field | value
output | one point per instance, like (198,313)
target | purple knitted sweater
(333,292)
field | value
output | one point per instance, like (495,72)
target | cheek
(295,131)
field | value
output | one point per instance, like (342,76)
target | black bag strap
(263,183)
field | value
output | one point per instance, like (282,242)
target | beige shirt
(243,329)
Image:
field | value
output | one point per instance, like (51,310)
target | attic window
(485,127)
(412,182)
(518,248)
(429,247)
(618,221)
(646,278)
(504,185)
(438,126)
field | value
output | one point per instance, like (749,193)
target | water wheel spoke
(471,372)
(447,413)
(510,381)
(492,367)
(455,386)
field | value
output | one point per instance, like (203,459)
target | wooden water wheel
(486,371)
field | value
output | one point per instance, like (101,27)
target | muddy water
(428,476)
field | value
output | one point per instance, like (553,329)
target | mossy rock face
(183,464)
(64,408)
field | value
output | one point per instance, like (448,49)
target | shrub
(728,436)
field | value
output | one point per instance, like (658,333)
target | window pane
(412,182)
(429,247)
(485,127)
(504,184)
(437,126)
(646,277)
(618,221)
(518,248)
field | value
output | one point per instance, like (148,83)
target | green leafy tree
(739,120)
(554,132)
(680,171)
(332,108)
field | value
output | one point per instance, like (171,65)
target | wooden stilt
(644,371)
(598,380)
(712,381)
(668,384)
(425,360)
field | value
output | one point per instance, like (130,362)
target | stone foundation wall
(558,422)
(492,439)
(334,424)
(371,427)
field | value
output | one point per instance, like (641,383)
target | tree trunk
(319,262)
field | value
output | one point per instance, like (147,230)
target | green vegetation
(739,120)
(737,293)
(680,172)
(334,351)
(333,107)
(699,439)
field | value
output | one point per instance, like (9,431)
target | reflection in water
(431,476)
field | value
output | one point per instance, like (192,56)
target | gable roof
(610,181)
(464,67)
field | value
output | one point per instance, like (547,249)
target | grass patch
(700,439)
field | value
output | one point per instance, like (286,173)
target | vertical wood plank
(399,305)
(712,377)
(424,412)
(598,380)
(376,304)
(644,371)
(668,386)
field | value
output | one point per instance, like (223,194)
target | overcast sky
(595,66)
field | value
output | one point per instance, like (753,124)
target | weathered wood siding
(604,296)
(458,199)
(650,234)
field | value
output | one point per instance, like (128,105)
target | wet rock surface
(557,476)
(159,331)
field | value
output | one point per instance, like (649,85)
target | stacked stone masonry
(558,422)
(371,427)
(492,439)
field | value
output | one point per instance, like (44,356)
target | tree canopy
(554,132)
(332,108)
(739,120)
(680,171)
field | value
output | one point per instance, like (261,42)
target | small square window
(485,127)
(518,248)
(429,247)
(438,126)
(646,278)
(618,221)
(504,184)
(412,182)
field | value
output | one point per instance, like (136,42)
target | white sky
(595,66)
|---|
● **Exercise objective**:
Every line of the listing above is to be set down again without any change.

● **Expected answer**:
field | value
output | one point per instance, like (198,313)
target | purple knitted sweater
(333,292)
field | value
output | one point per instance, like (495,72)
target | cheek
(295,131)
field | value
output | one point per instance, like (342,76)
target | black bag strap
(263,183)
field | value
output | one point per instance, like (282,242)
target | beige shirt
(243,329)
Image:
field | value
output | one point per instance, like (51,310)
target | attic window
(485,127)
(412,182)
(518,248)
(429,247)
(618,221)
(646,278)
(504,185)
(438,126)
field | value
output | one point per instance, like (749,193)
target | water wheel spoke
(471,372)
(447,413)
(510,381)
(492,367)
(455,386)
field | value
output | one point per instance, like (203,459)
target | wooden water wheel
(486,371)
field | value
output | one point per instance, like (101,27)
target | muddy water
(428,476)
field | value
output | one point per instance, like (553,329)
target | mossy rock face
(183,464)
(64,408)
field | value
output | one point per instance, like (448,49)
target | shrub
(728,436)
field | value
output | one point per instance, like (658,333)
target | window pane
(412,182)
(429,247)
(485,127)
(504,184)
(437,126)
(646,277)
(618,221)
(518,248)
field | value
output | one point per instance, like (148,83)
target | green leafy tree
(739,120)
(554,132)
(680,171)
(332,108)
field | value
output | one point per instance, like (171,65)
target | wooden stilt
(644,371)
(598,380)
(712,381)
(668,384)
(425,360)
field | value
output | one point per instance, like (130,362)
target | stone foundation wall
(558,422)
(492,439)
(334,424)
(371,427)
field | value
output | one point per instance, like (641,383)
target | tree trunk
(319,262)
field | value
output | one point per instance, like (147,230)
target | green vegetation
(739,120)
(737,293)
(680,172)
(334,351)
(333,107)
(699,439)
field | value
output | one point per instance, like (9,431)
target | reflection in water
(431,476)
field | value
output | one point per instance, like (192,56)
target | gable roof
(610,181)
(464,67)
field | value
output | one point per instance, like (547,249)
target | grass patch
(700,439)
field | value
output | one point per instance, like (286,173)
target | vertical wood plank
(399,305)
(712,377)
(424,412)
(598,380)
(376,304)
(644,371)
(668,386)
field | value
output | one point per instance, like (223,194)
target | overcast sky
(595,66)
field | value
output | one point per instance, like (753,124)
target | weathered wood siding
(604,296)
(458,199)
(650,234)
field | value
output | one point per instance, like (128,105)
target | wet rock surface
(557,476)
(159,331)
field | value
output | one point per instance, like (649,85)
target | stacked stone masonry
(558,422)
(371,427)
(492,439)
field | value
output | one point per instance, like (44,356)
target | tree canopy
(554,132)
(332,108)
(739,120)
(680,171)
field | value
output | one point per instance, like (261,42)
target | small square window
(485,127)
(518,248)
(429,247)
(438,126)
(646,278)
(618,221)
(504,184)
(412,182)
field | value
output | one point per instance, like (136,42)
target | white sky
(595,66)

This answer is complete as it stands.